→ **Written exercise**:
Revise the material below so that every "field log" becomes "survey notes", with every other word left unchanged.

* Start Record set *

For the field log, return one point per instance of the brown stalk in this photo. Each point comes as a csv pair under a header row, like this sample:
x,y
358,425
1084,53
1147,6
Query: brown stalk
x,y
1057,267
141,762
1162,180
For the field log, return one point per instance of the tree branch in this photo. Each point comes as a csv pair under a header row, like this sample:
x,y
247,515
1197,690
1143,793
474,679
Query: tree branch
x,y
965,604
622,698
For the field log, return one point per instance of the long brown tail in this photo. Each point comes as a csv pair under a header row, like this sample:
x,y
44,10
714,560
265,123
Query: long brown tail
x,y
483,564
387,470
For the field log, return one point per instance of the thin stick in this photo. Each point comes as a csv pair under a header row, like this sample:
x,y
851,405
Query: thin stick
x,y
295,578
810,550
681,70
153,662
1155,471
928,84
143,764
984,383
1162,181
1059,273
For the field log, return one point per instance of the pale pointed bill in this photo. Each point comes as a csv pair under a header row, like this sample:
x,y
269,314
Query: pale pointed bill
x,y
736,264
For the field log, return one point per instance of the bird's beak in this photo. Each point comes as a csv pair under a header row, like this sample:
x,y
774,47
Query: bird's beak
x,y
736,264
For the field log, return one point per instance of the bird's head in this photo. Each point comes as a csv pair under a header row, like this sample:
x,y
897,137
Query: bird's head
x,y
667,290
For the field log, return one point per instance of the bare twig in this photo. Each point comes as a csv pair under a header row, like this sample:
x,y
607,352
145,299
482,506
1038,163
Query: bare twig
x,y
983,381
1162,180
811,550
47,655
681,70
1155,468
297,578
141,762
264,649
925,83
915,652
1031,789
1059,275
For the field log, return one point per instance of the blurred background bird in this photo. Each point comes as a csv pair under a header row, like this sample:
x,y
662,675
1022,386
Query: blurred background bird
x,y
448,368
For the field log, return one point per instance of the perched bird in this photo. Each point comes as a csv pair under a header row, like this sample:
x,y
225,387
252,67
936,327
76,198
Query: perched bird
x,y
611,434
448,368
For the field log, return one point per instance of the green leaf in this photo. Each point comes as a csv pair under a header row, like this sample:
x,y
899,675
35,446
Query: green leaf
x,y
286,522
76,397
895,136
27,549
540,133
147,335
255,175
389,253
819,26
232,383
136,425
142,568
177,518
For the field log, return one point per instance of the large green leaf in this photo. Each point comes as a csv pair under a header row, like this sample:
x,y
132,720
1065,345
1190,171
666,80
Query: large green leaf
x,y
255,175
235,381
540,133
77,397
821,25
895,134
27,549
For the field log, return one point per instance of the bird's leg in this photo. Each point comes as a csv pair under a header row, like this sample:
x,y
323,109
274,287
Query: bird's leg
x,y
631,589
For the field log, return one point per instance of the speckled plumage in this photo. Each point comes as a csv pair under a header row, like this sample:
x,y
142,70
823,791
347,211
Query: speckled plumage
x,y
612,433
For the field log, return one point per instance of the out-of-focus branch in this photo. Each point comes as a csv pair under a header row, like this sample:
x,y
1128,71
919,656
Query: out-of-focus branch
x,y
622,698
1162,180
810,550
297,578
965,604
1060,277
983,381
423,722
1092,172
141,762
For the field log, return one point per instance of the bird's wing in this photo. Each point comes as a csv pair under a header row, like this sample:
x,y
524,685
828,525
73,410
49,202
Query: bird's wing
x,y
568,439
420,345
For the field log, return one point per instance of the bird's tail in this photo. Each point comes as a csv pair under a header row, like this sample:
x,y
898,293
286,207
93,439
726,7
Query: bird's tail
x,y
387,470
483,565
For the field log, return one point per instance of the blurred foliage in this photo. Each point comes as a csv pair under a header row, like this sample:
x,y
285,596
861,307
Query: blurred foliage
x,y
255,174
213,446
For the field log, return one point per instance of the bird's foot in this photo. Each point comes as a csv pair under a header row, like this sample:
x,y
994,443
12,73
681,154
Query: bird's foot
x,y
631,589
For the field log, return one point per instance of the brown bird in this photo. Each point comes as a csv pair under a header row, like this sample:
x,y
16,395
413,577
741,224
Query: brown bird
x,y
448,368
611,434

* End Record set *

→ **Worked solution**:
For the survey notes, return one point per instance of the brown stalk in this photo. Each point comes as a csv pair under a header row, like this sample:
x,y
358,425
1084,53
1147,6
Query: brown stalk
x,y
1057,267
141,762
1162,180
For the survey notes, return one point per instance of the tree branch in this photo. Each point comes as a csv pair under a header row, like this sample:
x,y
247,515
1197,690
1143,793
474,679
Query: tree branch
x,y
965,604
622,698
For the survey notes, return one point per instance of the long brown tail in this photo. Each point comes as a csv pair under a header row, like this sample:
x,y
44,10
714,560
265,123
Query: long brown tail
x,y
483,564
387,470
For the survey notes, return one point per instance of the thin stick in this photo. Each point comes as a csv pair under a header row, like this sample:
x,y
851,405
Query: thin stick
x,y
295,578
810,550
681,70
153,662
1155,471
928,84
143,764
984,383
1162,181
1059,273
For the survey notes, return one point per instance of the pale pointed bill in this photo. Each point comes as a csv pair under a header row, like this sample:
x,y
269,314
Query: pale pointed bill
x,y
736,264
For the survey notes, return one point per instance of the bird's beak in this photo. Each point comes as a csv pair under a header row, like this sample:
x,y
774,47
Query: bird's beak
x,y
736,264
For the survey notes, return one point per instance of the bird's head in this photo. Each point comes as a csv pair under a header row, like this sample:
x,y
897,137
Query: bird's head
x,y
667,290
For the survey notes, return one point per instance of the bare twig in this photo. Each point comes as a csv pair under a header row, like this sample:
x,y
607,352
145,299
482,506
1038,163
Query: bare twig
x,y
983,381
1162,180
811,550
47,655
681,70
1155,468
297,578
141,762
264,649
925,83
915,652
1031,789
1059,275
For the survey notes, return one point per instance of the blurred background bird in this photo. Each point comes as a csv pair under a header row, like this sample:
x,y
662,675
1022,386
Query: blurred background bird
x,y
448,368
For the survey notes, return one point per instance of the perched bird in this photo. Each point comes as a csv pair under a header row, like this sample:
x,y
225,387
252,67
936,327
76,198
Query: perched bird
x,y
611,434
448,368
For the survey notes, return one point per instance of the green leaf in this photo. Each point comes as a csv pair under a header row, like this sample:
x,y
899,675
35,446
Query: green leaf
x,y
286,522
76,397
895,136
27,549
540,133
147,335
255,175
389,253
819,26
232,383
136,425
142,568
177,518
For the survey notes, return one point per instance of the large green leaf in this photo. Each point comes as a csv pair under a header row, like this sample:
x,y
132,720
1065,345
1190,171
666,80
Query: large green leaf
x,y
255,175
235,381
540,133
77,397
821,25
895,134
27,549
For the survey notes, return one point per instance of the bird's leg in this photo. Each point comes as a csv pair under a header row, like this sample:
x,y
323,109
274,287
Query: bird's leg
x,y
631,589
For the survey notes, return one point per instance of the speckled plumage in this photo. Each point comes as a csv pair under a header row, like this sample:
x,y
142,70
823,791
347,211
Query: speckled plumage
x,y
612,433
For the survey notes, return one point per instance of the out-of-focus branch in this photo. Each point comes as a csv pair under a header row, like this sample:
x,y
1128,71
919,656
Query: out-of-focus branch
x,y
622,698
1162,180
810,550
297,578
965,604
1060,277
983,381
423,722
1092,172
141,762
For the survey notes, return one point per instance of the bird's wing in this photo. Each point comes as a csv pair under a header row, like this sample:
x,y
524,685
828,525
73,410
49,202
Query: bird's wing
x,y
568,439
420,345
For the survey notes, return one point per instance of the bird's tail in this photo. Each point comes as a csv pair under a header row, like this sample:
x,y
898,293
286,207
93,439
726,7
Query: bird's tail
x,y
387,470
483,565
For the survey notes, return one point per instance of the blurred foliage in this photo. Each point comes as a csv pair under a header row, like this sample:
x,y
285,596
861,307
Query: blurred foliage
x,y
255,174
213,446
For the survey notes, return one point per instance of the bird's foot in this photo. Each point comes as a csv pair under a header row, like this sample:
x,y
994,443
12,73
681,154
Query: bird's foot
x,y
631,589
For the survey notes, return one point per instance of the brown bird in this photo. Each point comes as a csv pair under a header row, like this sample:
x,y
16,395
413,577
741,224
Query: brown bird
x,y
448,368
611,434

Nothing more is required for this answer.